Pick out every line in the records below that contains the string "prompts", and copy each one. Case counts.

+++

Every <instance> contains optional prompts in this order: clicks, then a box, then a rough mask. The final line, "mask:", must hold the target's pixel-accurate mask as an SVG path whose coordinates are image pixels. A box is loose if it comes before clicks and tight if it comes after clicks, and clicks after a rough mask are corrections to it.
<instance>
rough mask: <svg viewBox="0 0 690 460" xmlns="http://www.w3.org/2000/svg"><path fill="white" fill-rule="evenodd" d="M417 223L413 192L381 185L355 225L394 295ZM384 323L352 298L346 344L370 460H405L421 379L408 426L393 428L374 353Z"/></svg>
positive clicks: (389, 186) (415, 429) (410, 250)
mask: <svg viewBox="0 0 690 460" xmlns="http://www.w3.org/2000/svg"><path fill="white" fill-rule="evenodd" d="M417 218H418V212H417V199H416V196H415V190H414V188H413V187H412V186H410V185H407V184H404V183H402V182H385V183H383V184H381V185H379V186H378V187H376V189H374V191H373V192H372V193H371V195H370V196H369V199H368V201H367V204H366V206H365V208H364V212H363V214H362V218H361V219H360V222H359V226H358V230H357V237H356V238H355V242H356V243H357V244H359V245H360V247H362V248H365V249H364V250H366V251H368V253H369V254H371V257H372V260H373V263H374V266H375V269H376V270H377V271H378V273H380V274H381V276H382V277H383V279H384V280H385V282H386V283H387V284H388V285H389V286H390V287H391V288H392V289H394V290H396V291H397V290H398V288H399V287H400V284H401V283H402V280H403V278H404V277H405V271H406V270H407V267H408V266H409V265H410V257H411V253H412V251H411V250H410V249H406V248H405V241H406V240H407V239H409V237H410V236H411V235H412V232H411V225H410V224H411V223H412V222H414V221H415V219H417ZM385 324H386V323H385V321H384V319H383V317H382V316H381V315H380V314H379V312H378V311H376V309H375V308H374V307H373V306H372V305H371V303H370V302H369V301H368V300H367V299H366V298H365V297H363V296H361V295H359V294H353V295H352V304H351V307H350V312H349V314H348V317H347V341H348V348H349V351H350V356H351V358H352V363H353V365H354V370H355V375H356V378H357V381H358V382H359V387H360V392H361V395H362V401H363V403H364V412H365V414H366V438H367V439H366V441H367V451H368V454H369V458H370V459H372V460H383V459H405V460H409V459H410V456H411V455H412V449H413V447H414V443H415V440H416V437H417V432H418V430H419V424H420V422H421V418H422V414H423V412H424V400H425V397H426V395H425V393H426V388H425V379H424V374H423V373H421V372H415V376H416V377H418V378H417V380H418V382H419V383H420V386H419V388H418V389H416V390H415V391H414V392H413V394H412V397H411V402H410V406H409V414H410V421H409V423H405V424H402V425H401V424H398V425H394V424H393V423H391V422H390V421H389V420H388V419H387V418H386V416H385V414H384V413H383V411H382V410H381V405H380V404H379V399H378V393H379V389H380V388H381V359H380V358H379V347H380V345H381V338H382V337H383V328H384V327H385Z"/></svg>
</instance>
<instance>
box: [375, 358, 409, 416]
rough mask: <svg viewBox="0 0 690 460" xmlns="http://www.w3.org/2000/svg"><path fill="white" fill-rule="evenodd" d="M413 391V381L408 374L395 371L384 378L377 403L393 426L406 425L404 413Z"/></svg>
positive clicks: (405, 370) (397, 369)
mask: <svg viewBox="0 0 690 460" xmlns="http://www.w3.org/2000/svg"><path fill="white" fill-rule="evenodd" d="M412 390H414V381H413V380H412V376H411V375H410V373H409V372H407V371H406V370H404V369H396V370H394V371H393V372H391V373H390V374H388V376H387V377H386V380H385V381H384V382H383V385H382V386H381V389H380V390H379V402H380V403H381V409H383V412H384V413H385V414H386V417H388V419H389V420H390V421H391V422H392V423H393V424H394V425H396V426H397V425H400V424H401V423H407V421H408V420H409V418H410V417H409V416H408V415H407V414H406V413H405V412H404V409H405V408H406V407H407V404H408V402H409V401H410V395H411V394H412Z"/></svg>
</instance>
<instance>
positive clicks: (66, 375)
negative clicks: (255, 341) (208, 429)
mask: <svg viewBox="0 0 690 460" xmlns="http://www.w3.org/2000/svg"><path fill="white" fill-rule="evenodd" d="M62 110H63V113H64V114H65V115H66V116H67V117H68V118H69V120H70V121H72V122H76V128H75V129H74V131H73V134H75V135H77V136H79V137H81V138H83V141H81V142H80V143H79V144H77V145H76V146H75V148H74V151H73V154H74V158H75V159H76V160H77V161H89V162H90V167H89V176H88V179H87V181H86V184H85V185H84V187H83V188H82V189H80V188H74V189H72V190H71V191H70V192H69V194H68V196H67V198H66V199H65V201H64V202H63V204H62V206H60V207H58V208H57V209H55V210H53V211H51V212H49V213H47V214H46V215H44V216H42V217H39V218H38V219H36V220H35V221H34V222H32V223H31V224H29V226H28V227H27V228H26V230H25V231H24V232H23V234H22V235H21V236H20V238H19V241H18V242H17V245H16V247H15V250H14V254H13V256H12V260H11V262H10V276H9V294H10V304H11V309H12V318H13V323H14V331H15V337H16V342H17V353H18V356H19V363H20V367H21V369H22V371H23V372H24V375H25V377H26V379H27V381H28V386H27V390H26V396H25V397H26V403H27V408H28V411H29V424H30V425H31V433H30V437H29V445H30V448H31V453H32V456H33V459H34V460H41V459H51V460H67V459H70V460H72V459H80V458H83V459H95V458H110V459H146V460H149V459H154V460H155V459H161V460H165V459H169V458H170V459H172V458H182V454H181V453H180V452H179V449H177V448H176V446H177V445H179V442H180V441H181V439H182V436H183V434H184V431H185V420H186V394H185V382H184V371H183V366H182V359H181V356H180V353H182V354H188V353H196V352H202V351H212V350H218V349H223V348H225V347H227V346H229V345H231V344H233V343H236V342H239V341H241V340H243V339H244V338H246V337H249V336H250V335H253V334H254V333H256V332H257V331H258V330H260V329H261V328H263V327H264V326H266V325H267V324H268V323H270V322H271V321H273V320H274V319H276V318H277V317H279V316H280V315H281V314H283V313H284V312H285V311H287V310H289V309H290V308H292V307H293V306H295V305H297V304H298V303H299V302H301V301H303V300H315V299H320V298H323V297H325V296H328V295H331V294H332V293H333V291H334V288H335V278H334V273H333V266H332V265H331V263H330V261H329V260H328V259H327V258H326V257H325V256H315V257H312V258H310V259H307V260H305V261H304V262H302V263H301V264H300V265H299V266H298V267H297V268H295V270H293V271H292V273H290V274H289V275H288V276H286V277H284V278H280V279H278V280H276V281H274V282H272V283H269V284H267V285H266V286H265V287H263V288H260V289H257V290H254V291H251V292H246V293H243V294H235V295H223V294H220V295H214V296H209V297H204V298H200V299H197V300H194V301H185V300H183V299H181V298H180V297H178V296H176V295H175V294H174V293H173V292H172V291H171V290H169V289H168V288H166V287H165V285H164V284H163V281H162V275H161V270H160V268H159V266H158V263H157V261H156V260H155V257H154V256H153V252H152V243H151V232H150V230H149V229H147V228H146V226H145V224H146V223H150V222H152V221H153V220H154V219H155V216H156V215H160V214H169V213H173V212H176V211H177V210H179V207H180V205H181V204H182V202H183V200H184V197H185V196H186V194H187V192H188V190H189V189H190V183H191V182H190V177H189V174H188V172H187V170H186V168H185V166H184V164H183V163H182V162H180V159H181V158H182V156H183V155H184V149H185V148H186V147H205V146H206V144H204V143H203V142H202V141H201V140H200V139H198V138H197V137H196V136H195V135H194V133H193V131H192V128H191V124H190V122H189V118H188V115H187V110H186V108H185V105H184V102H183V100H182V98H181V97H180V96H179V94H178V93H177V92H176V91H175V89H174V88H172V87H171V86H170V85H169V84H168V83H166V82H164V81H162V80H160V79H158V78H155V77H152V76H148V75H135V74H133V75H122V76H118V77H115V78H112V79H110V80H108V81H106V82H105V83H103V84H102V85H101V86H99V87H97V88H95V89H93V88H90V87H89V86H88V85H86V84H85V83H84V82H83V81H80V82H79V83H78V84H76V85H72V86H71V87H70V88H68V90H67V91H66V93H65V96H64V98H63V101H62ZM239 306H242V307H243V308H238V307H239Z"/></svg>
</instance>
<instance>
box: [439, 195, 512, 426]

+++

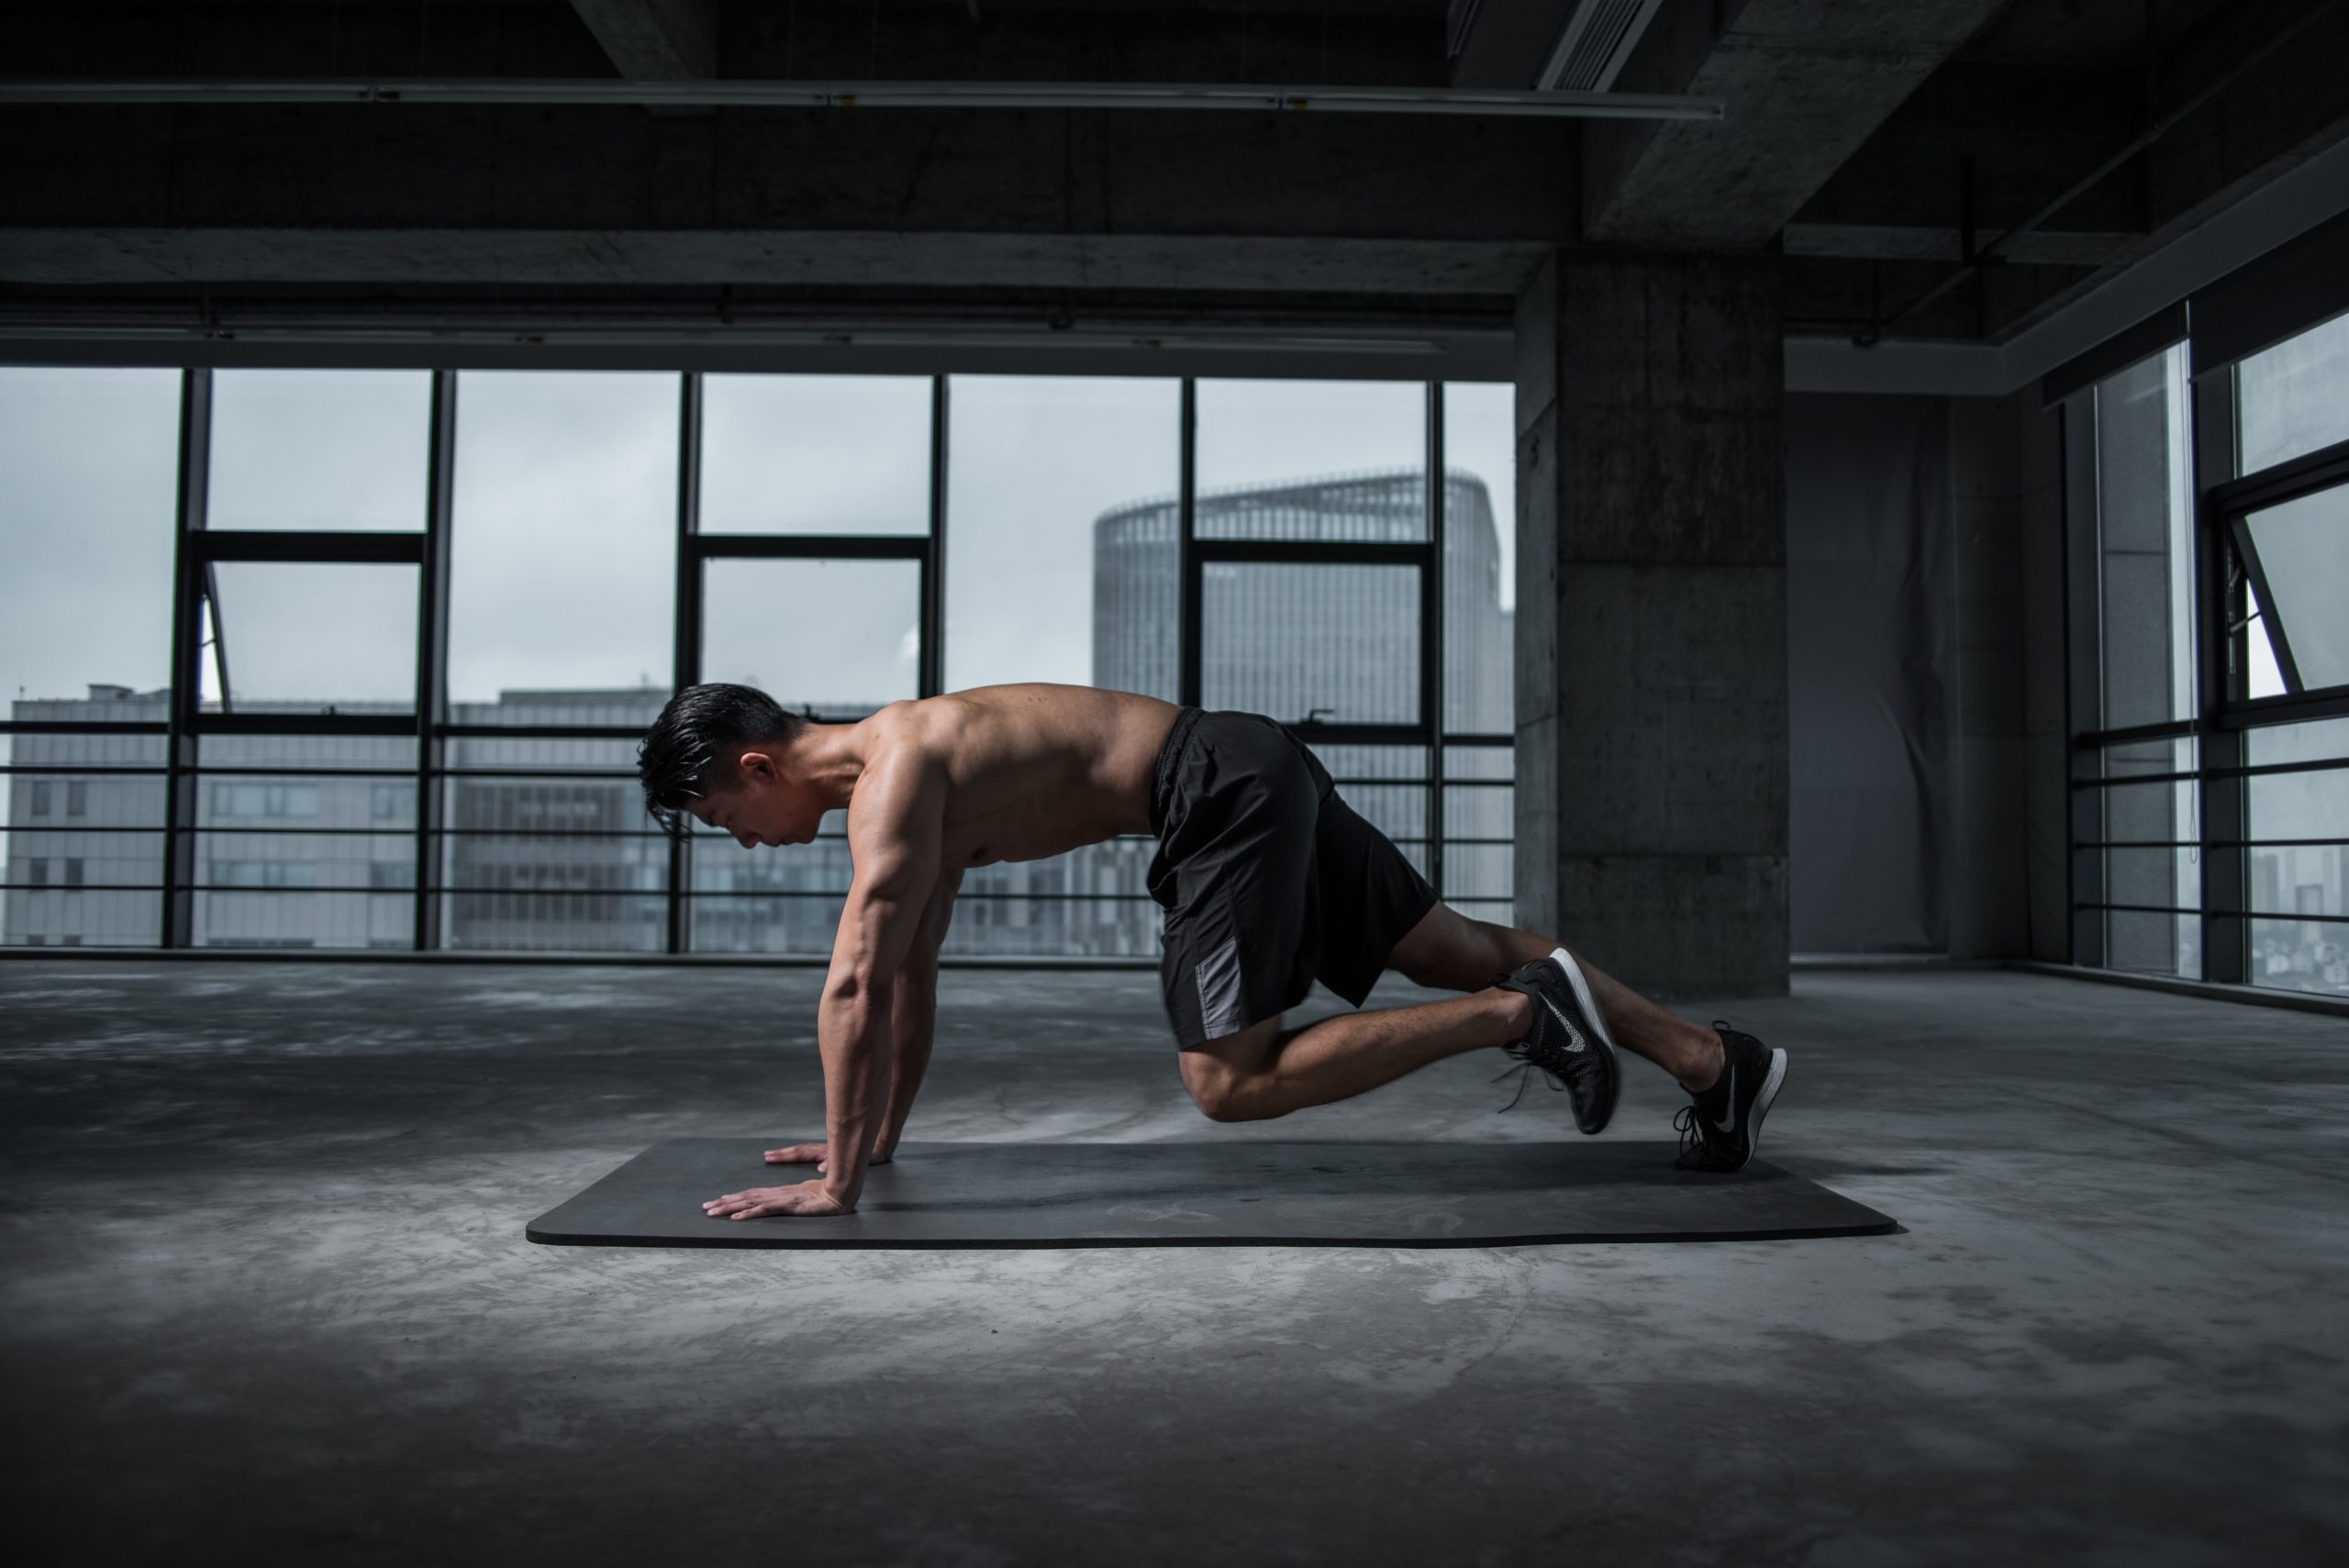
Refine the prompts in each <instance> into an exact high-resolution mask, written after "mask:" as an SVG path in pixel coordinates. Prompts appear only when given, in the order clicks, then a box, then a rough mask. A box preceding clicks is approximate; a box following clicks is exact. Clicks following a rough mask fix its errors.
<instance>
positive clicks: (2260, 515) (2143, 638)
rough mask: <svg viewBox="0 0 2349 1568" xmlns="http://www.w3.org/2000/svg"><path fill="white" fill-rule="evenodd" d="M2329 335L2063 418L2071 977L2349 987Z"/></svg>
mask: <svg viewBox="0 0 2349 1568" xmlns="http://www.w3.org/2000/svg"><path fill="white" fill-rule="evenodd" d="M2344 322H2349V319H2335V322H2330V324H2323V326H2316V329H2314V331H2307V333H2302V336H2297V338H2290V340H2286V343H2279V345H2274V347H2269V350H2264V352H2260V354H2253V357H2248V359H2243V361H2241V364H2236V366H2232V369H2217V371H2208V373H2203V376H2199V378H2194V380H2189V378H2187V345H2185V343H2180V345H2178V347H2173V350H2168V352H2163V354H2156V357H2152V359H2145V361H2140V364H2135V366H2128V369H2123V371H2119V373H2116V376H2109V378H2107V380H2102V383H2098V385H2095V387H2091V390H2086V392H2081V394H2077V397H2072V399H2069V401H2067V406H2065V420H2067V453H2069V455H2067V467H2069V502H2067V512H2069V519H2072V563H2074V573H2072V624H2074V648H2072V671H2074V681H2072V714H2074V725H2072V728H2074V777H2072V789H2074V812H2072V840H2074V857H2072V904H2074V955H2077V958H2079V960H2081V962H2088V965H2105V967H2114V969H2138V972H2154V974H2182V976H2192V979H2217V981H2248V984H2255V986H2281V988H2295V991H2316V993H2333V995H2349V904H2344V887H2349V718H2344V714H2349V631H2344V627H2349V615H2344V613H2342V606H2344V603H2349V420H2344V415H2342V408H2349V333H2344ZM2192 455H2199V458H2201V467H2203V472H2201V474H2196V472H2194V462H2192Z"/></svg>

+++

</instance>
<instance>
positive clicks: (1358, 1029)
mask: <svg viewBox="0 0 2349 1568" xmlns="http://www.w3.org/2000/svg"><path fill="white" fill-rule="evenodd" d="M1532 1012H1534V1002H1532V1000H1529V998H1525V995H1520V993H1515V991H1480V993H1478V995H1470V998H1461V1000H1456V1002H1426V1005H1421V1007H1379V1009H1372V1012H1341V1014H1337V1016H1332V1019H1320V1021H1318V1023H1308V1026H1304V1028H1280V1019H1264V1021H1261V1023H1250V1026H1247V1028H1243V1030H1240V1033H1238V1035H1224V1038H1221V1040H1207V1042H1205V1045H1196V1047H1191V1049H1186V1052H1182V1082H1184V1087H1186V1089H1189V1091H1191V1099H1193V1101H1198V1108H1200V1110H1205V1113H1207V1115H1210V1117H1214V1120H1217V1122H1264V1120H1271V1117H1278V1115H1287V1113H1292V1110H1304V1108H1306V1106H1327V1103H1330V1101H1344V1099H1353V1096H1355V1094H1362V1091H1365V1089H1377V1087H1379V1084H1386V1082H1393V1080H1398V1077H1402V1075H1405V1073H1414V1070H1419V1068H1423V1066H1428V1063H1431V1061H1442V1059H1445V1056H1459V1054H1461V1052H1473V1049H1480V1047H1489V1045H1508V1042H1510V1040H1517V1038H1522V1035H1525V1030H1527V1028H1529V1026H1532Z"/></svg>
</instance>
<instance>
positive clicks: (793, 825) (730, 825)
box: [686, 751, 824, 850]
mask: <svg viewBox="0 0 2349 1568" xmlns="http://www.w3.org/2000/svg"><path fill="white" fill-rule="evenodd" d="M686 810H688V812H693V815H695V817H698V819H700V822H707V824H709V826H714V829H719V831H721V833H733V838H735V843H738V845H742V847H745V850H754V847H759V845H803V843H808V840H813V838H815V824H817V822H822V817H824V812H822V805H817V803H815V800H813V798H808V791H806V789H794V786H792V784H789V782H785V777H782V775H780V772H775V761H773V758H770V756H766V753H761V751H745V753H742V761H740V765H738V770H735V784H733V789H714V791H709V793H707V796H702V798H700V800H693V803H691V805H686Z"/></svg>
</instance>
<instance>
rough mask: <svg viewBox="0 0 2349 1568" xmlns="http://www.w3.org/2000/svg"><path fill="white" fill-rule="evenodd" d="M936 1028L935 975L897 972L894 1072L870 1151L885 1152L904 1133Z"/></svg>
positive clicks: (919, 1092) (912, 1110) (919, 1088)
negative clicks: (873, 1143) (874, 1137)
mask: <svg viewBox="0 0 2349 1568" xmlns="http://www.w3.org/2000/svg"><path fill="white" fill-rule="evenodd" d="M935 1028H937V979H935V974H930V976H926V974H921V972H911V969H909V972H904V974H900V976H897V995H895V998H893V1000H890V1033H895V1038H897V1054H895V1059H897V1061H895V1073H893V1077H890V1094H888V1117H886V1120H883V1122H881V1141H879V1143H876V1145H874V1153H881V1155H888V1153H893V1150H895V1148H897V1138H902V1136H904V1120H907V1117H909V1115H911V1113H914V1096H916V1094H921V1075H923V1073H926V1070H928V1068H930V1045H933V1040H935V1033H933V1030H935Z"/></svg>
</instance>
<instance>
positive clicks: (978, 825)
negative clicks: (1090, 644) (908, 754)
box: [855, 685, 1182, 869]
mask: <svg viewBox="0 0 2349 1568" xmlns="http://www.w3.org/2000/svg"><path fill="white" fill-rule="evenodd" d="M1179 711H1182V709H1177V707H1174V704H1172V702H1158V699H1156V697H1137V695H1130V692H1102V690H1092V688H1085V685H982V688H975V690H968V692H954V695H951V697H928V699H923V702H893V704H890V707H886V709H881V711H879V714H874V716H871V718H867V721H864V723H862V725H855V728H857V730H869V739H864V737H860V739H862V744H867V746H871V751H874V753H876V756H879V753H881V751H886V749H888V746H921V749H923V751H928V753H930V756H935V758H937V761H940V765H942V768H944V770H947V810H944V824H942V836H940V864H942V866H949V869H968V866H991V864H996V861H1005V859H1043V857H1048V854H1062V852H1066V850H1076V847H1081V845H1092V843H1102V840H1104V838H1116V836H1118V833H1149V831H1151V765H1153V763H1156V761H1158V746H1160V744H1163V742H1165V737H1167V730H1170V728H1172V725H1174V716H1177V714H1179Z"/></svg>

+++

* Exercise response
Every <instance> contains optional prompts in this order: clicks, then a box, then a rough mask. The final line, "mask:", must hold the target's pixel-accurate mask as an SVG path whose coordinates are image pixels. A box is loose if it comes before clicks and tight if it comes after clicks, and clicks after a rough mask are corrections to it.
Refine the prompts in each <instance> into an exact high-resolution mask, written after "mask:" as an SVG path in pixel coordinates. Prompts appear only when given, in the order clicks, then a box, then a rough mask. A box preceding clicks is approximate; a box following clicks is exact. Clicks following a rough mask fix its errors.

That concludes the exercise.